(Stored entries)
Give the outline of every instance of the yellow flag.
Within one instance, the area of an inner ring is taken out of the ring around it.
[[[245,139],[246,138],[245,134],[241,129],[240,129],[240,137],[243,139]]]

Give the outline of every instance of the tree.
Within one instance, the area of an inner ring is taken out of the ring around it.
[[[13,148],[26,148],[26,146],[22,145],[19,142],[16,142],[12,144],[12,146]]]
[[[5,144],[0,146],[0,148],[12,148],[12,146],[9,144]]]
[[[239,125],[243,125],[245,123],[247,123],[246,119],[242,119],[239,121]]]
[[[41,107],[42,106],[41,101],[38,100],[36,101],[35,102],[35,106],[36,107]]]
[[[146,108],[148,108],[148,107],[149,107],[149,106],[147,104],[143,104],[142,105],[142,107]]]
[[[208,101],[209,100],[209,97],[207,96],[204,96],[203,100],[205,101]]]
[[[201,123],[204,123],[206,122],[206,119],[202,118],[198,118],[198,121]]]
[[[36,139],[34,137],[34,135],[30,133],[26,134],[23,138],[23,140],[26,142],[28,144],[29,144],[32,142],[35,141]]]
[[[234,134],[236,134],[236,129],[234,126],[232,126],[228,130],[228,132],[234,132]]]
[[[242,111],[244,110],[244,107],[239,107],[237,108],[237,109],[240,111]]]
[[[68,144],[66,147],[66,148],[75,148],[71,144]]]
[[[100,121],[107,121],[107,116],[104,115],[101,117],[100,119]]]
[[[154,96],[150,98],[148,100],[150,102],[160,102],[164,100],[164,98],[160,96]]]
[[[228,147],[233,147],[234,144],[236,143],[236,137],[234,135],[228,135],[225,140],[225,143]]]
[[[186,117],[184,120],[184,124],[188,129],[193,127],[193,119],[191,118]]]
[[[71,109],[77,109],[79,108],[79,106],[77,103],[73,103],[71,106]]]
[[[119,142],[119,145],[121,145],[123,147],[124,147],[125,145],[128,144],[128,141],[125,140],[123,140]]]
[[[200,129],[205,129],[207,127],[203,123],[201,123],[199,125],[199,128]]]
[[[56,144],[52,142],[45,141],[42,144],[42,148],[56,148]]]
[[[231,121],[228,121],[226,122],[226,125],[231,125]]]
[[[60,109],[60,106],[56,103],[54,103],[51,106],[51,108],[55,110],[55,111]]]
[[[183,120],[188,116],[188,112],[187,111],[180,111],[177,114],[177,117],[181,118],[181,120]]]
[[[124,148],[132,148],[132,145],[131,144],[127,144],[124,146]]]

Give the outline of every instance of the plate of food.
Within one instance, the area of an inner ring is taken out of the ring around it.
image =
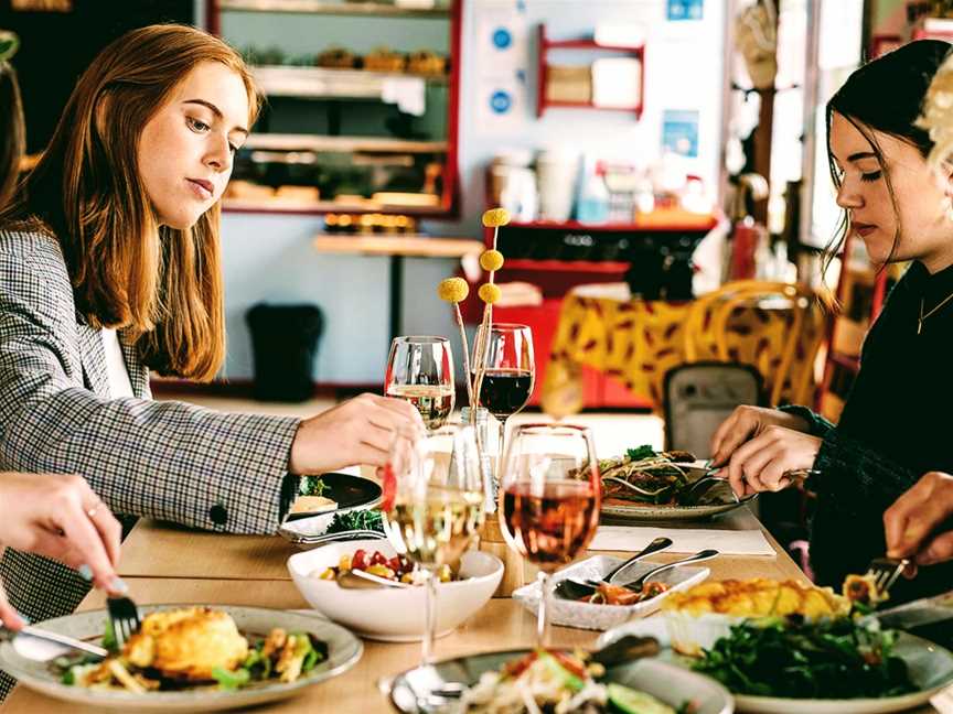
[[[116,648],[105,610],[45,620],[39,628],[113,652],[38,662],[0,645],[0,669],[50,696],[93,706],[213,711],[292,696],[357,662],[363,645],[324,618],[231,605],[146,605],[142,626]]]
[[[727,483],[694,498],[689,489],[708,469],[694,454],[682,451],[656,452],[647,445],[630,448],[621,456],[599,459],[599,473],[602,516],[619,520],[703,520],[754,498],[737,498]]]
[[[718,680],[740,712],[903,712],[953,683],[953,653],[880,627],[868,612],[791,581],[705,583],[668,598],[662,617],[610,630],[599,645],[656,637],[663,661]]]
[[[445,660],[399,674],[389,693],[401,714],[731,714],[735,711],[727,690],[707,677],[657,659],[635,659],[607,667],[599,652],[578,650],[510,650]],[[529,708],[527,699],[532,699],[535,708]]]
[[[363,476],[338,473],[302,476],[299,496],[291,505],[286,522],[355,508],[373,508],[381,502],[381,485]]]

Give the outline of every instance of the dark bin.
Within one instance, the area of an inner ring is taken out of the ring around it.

---

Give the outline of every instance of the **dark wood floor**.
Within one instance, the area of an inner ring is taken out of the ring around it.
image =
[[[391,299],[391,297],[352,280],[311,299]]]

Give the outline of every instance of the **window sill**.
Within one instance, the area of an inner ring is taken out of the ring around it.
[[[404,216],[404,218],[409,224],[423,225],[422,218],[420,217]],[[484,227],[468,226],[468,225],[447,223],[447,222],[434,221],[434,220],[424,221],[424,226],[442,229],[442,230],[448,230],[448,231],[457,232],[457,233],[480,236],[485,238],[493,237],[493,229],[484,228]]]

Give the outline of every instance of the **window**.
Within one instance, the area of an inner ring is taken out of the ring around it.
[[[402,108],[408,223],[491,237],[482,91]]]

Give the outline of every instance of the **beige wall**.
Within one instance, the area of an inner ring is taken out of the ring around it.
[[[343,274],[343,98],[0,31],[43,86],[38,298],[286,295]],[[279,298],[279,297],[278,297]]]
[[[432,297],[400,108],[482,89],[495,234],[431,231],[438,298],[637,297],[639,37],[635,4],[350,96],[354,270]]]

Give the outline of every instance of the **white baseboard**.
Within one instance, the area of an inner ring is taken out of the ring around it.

(Instruction) Gather every line of the entries above that contains the word "outline", and copy each one out.

(Output for this task)
Give the outline of every instance of the yellow flag.
Give the outline of every instance of the tree.
Give the outline of every instance of the plate of food.
Give the outline of every instance of the dark bin.
Give the outline of every instance of the **dark wood floor**.
Give the outline of every instance of the **window sill**.
Give the outline of every instance of the **window**.
Give the outline of every instance of the **beige wall**.
Give the outline of every instance of the **white baseboard**.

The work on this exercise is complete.